REQUEST
Reproduce the full listing that appears beneath this instruction exactly.

Position identification records
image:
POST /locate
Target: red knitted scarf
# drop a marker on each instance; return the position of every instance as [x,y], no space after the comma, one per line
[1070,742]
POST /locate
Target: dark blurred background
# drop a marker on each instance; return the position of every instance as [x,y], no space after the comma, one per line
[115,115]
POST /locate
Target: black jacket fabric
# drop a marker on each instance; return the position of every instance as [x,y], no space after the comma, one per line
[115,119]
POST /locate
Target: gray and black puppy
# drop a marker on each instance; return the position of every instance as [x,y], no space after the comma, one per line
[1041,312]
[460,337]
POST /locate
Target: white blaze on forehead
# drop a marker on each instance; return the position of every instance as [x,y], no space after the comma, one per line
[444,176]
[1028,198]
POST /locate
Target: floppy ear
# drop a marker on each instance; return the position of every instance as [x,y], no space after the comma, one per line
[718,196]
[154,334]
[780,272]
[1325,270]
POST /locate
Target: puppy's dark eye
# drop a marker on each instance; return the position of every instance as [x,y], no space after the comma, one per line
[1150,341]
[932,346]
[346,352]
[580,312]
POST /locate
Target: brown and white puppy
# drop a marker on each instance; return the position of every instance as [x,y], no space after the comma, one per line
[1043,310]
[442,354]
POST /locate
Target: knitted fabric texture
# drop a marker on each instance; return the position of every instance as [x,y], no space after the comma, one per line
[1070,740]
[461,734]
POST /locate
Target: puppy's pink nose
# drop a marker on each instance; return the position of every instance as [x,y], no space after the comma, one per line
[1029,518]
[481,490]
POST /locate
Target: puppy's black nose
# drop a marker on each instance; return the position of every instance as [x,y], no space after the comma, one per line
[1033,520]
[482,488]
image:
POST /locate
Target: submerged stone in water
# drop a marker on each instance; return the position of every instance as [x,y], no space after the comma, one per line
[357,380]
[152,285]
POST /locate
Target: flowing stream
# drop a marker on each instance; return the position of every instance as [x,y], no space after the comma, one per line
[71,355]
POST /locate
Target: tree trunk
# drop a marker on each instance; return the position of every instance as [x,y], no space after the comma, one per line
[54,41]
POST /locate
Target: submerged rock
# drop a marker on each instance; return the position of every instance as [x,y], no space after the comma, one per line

REPLY TO THE EXERCISE
image:
POST /locate
Target: red knitted scarf
# drop a marker on each instance; return the position of every instance as [x,y], no space after the comma, one per line
[1070,742]
POST /locate
Target: dark blurred background
# drop a marker on each instance; return the position of every instance as [x,y], no space after the comma, one per line
[115,115]
POST /locate
Target: black jacket fabric
# drop a marker on each instance; return the position of every instance as [x,y], no space after the comma, one per line
[115,119]
POST /locate
Target: gray and black puppy
# drop a marker on each instance; return the position of every instance as [x,y], no space after the comma, one per line
[1041,312]
[460,337]
POST /locate
Target: white blaze on forehead
# drop a marker on each instance; return the position of every instance as [x,y], no space after the comma, one per line
[444,176]
[1028,198]
POST /locate
Target: floppy ear
# drop a marker on each instance; return the position of every instance as [x,y], no space after the comma, one per line
[718,196]
[154,334]
[780,272]
[1325,270]
POST /locate
Target: puppy's dark eye
# drop a marker on each instance; return the position of every instance as [x,y], no space after the comma, one per line
[1150,341]
[932,346]
[346,352]
[580,312]
POST /locate
Target: brown and white puppy
# drop a marker on each instance; return the position of every instance as [x,y], no space after the comma, one per line
[1043,310]
[442,354]
POST /locate
Target: knitted fabric texture
# drop a marker on each instance; return the position of every instance as [x,y], no space after the comma, one per line
[1070,740]
[461,734]
POST /locate
Target: puppy's pink nose
# drop a marker on each instance; return the position of every instance as [x,y], no space after the comma, one per line
[1029,518]
[481,490]
POST /locate
Target: puppy's black nose
# drop a marker on each instance; return the position of every instance as [x,y], no space after the comma, one per line
[1033,520]
[482,488]
image:
POST /locate
Target: submerged stone in water
# drop a marker on each instance; return the position of every instance as [x,y], no space after the comma, one per line
[357,380]
[152,285]
POST /locate
Target: flowing stream
# drop a marker on each instance; return the position of every instance as [x,y], no space after the comma, one per line
[71,355]
POST /locate
Target: tree trunk
# drop a marker on each instance; return the position of every instance as [x,y], no space after the comma, one per line
[54,41]
POST /locate
Target: submerged rock
# drop a marker on each instance; return the position of every instance as [x,y], no space after the comma, one per line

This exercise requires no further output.